— start Material —

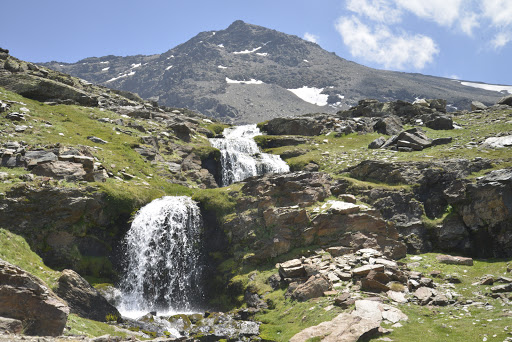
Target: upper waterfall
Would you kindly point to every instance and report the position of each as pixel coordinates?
(163, 253)
(241, 157)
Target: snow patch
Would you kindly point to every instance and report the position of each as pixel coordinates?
(252, 81)
(491, 87)
(311, 95)
(247, 51)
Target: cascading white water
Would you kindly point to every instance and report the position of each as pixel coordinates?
(163, 253)
(241, 157)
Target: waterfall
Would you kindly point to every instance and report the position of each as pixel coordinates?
(241, 157)
(164, 269)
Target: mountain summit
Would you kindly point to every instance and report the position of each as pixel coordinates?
(248, 73)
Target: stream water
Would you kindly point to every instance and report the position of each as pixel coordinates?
(241, 158)
(163, 259)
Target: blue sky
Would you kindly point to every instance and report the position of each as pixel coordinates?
(465, 39)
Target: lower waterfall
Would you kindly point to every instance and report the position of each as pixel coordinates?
(241, 157)
(163, 259)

— end Material —

* [Directions for this task]
Could you put the lines of the extracted data entries, from the line with "Target: mountain summit" up to and including the last line, into a numbered list with blank lines left out?

* [Result for this exercise]
1. Target: mountain summit
2. Would you kindly point to every instance and report the position of each as pixel coordinates?
3. (248, 73)
4. Target: stream water
5. Would you kindly point to every instance and report the position of each as pixel coordinates?
6. (241, 158)
7. (163, 259)
8. Target: blue sky
9. Would you kindly point to every instance and report the position of each as pixel coordinates?
10. (465, 39)
11. Target: lower waterfall
12. Would you kindly point to every instance and report the position of each as pixel coordinates?
13. (241, 157)
14. (163, 259)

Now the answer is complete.